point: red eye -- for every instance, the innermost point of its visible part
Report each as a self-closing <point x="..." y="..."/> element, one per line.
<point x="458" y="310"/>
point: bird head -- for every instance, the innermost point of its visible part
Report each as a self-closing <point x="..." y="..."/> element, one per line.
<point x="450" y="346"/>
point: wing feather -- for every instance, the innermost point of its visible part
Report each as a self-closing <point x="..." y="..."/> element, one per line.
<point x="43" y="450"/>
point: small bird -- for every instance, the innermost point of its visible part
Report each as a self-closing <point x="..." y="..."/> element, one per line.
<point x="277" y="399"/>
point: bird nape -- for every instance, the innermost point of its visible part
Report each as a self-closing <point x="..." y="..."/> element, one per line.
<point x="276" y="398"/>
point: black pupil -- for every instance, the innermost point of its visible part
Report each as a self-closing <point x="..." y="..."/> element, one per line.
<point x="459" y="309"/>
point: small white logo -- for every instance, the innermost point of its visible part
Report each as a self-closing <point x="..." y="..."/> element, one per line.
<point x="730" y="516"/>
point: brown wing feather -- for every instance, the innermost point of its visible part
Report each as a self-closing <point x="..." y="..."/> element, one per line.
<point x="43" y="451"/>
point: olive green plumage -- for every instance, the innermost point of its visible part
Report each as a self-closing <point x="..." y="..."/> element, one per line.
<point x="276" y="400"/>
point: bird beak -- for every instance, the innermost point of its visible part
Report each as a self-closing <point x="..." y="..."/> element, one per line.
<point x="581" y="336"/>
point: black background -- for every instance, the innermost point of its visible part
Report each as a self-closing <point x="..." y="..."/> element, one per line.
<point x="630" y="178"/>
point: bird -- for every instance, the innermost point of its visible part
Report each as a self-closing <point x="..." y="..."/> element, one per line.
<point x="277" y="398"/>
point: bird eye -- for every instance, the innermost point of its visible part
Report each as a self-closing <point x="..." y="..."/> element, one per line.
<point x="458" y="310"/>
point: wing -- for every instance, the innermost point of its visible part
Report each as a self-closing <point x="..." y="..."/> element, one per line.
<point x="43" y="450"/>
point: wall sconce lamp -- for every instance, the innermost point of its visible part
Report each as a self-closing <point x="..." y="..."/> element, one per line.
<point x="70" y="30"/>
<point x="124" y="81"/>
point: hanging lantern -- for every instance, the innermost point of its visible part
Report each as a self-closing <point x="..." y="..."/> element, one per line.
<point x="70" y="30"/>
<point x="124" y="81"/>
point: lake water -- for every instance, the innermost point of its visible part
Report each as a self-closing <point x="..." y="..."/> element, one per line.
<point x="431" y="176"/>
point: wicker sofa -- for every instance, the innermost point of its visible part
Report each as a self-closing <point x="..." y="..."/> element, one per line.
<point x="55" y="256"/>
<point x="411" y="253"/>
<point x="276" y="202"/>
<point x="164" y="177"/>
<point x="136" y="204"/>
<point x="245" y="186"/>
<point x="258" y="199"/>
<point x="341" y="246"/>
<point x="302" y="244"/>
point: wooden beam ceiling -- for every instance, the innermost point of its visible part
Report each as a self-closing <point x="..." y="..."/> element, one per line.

++++++

**WORK TASK**
Starting from the first line above, copy the data through to the last line exactly.

**RESPONSE BELOW**
point: red eye -- for every instance, the innermost point of its visible part
Report each as a self-closing <point x="..." y="..."/> element, one per line.
<point x="458" y="310"/>
point: bird head -- for every instance, the innermost point of its visible part
Report each as a self-closing <point x="..." y="..."/> element, one per line.
<point x="450" y="346"/>
point: wing feather -- for every instance, the innermost point of its visible part
Report each as a self-closing <point x="..." y="..."/> element, one per line.
<point x="43" y="450"/>
point: small bird -- for every instance, the innermost point of its visible part
Report each as a self-closing <point x="..." y="..."/> element, one per line.
<point x="277" y="399"/>
point: bird nape -- for every instance, the innermost point of its visible part
Report each as a self-closing <point x="..." y="..."/> element, one per line.
<point x="276" y="398"/>
point: black pupil -- for every instance, the innermost point of its visible part
Report each as a self-closing <point x="..." y="..."/> element, one per line.
<point x="459" y="309"/>
point: small white logo -- for every instance, the innermost point of its visible part
Report each as a self-closing <point x="..." y="..."/> element, one per line.
<point x="730" y="516"/>
point: brown wing feather -- for every instance, the innermost point of its visible part
Report each as a self-closing <point x="..." y="..."/> element, one per line.
<point x="43" y="451"/>
point: olive green plumage -- for every instance, the innermost point of its visible part
Report each as a self-closing <point x="..." y="..."/> element, one per line.
<point x="276" y="400"/>
point: bird beak -- for every instance, the innermost point of its visible part
Report each as a self-closing <point x="..." y="..."/> element, one per line.
<point x="581" y="336"/>
point: black background -- for every instance, the innermost point of its visible part
Report each as a self-closing <point x="..." y="..."/> element, one per line.
<point x="630" y="178"/>
point: bird -- for every instance, the innermost point of its visible part
Report each as a self-closing <point x="..." y="..."/> element, one per line.
<point x="277" y="398"/>
point: bird eye -- for every instance, the innermost point of its visible part
Report each as a self-closing <point x="..." y="..."/> element, one per line.
<point x="458" y="310"/>
point: wing -- for every instance, the innermost point of its visible part
Report each as a self-closing <point x="..." y="..."/> element, one per line.
<point x="43" y="450"/>
point: wall sconce lamp -- for every instance, the innermost point of its visible part
Report each as a self-closing <point x="..." y="..."/> element, one per line.
<point x="70" y="30"/>
<point x="124" y="81"/>
point: hanging lantern -- for every instance, the innermost point of its visible part
Report each as a self-closing <point x="..." y="..."/> element, one per line.
<point x="70" y="30"/>
<point x="124" y="81"/>
point: lake water -- for every instance, the innermost point of its visible part
Report each as a self-closing <point x="..." y="..."/> element, one per line.
<point x="431" y="176"/>
point: wicker sofa -- for every instance, the innermost point of its visible part
Report each as a self-closing <point x="..." y="..."/> element, one per line.
<point x="55" y="256"/>
<point x="411" y="253"/>
<point x="276" y="202"/>
<point x="164" y="177"/>
<point x="136" y="204"/>
<point x="245" y="186"/>
<point x="258" y="199"/>
<point x="341" y="246"/>
<point x="302" y="244"/>
point: wooden beam ceiling -- for every instance, the innermost point of its visible part
Report each as a self-closing <point x="..." y="..."/> element, one per line.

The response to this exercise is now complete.